[Photo-based referring expression data]

-- -- --

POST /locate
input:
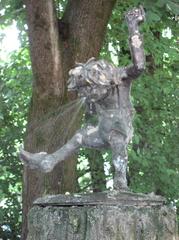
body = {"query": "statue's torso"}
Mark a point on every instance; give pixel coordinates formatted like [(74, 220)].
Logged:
[(115, 112)]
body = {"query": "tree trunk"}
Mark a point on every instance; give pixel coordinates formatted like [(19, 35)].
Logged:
[(52, 57), (102, 216)]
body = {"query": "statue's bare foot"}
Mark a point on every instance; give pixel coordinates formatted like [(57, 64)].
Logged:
[(39, 161), (120, 183)]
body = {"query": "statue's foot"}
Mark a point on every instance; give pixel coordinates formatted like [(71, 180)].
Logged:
[(39, 161), (120, 184)]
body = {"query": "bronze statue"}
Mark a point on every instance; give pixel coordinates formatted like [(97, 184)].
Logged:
[(106, 90)]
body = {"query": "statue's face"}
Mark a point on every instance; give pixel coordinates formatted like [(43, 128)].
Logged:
[(88, 84)]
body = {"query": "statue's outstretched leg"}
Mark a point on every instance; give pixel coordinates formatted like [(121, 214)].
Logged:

-- -- --

(Exercise) Gather each line in the data that holds the string "point".

(Result of this task)
Mark a point on every instance; give pixel coordinates formatted like [(74, 220)].
Mark a point on every instance; give pixel coordinates formatted like [(19, 35)].
Mark a point on every instance; give pixel coordinates formatted like [(57, 64)].
Mark a point on every instance; give pixel coordinates formatted like [(71, 180)].
Mark a point on every instance; give pixel coordinates formatted like [(97, 184)].
Mark a point on every instance; give pixel coordinates formatted like [(43, 128)].
Mark a point on every instance; give pixel coordinates formatted like [(121, 214)].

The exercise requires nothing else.